* Directions:
1. In the puppy-adoption passage, where did the CAPS volunteer suggest visiting?
2. Reproduce the stretch of the puppy-adoption passage from "Niles & Frasier. I" through "adopt his choice.".

* Reading passage:

'''

In the late spring of 2000, my Omega Son Sam persisted in his pleas for another dog. I had made the same journey I made this morning with Flash the Wonder Dog & vowed I would never again attach myself to another dog only to have to say goodbye.
At that time, I still did not understand that endings are too often an integral part of relationships.
But Sam was, even then, very persuasive & we took a trip to CAPS, Citizens for Animal Protection, in search of a puppy. (This time, Mom, we need a boy. ) ( Flash the Wonder Dog as a female). Several of my friends had adopted animals from CAPS with fabulous experiences.
At CAPS, Sam kept gravitating toward dogs that looked like Flash the Wonder Dog & this I could not bear. I was with Flash when the vet put her down & her image was just too fresh in my mind.
A volunteer at CAPS suggested that we visit an adoption fair they were hosting at a nearby Petsmart.
And when Sam entered the store, he walked to the adoption area & zeroed in on one cage, shouting, “Dachshunds !”
In the cage were two tiny puppies. One black male, one brindle female. Their foster mother told me that they had been found on the side of the road by Animal Control.
A few weeks prior to our trek to find a puppy, I had taken Sam to see a friend’s newly acquired Dachshund puppies. As he played with them he asked my friend Ira:
What are their names?
I haven’t decided, yet, Ira replied, what do you think?
Niles & Frasier. I think they are Niles & Frasier.
And Niles & Frasier they became.
When the puppies’ foster mom let Sam hold the little black male, she took me aside & said:
Another family has put a hold on this puppy.
I looked over at my old soul of a son & as he was interacting with that black male puppy, children & dogs gathered around him. I thought about his old & yet so young a soul & I wondered how I was going to tell him that we might not be able to adopt his choice.

'''

* Dataset extract:
'''

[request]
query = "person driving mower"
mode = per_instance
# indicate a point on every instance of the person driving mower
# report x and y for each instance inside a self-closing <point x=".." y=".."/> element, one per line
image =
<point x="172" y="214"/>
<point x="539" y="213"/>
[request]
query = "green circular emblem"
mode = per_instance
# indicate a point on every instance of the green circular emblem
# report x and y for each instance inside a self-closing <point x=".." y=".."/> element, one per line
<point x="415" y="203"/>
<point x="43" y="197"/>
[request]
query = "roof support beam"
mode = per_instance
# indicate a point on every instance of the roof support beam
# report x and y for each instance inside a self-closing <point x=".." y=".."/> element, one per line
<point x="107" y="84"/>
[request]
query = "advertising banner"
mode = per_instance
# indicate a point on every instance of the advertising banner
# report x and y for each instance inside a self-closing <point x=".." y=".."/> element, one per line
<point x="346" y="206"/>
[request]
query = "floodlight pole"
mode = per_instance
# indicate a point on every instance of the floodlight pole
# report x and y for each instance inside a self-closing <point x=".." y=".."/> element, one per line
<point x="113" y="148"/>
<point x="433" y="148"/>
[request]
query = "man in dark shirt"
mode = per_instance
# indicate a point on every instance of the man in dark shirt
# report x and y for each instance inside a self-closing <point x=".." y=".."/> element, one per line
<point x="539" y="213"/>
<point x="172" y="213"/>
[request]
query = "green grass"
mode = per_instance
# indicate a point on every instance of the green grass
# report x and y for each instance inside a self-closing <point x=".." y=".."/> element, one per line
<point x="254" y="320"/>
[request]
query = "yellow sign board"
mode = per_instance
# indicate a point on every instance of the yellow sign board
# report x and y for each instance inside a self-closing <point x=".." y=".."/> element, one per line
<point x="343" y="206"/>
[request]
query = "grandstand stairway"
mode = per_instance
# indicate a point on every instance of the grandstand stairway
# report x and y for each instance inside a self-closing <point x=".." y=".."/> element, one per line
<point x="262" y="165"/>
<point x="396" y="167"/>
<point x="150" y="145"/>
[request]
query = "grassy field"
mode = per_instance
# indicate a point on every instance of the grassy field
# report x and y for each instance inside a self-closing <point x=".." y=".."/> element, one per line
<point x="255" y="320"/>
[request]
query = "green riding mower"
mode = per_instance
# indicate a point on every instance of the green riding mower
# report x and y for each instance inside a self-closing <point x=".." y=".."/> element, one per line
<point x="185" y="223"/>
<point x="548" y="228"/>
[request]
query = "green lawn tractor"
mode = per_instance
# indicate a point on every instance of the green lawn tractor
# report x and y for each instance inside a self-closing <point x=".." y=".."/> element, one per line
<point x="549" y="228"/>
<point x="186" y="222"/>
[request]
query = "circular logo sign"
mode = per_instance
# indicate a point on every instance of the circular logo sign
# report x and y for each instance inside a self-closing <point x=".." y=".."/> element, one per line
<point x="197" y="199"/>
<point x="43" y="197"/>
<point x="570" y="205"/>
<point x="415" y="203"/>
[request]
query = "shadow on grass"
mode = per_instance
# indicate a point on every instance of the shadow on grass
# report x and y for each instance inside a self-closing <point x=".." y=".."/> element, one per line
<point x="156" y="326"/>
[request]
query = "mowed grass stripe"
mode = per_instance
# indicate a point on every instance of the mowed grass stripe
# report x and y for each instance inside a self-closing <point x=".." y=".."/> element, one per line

'''

* Responses in order:
1. An adoption fair CAPS was hosting at a nearby Petsmart.

2.
Niles & Frasier. I think they are Niles & Frasier.
And Niles & Frasier they became.
When the puppies’ foster mom let Sam hold the little black male, she took me aside & said:
Another family has put a hold on this puppy.
I looked over at my old soul of a son & as he was interacting with that black male puppy, children & dogs gathered around him. I thought about his old & yet so young a soul & I wondered how I was going to tell him that we might not be able to adopt his choice.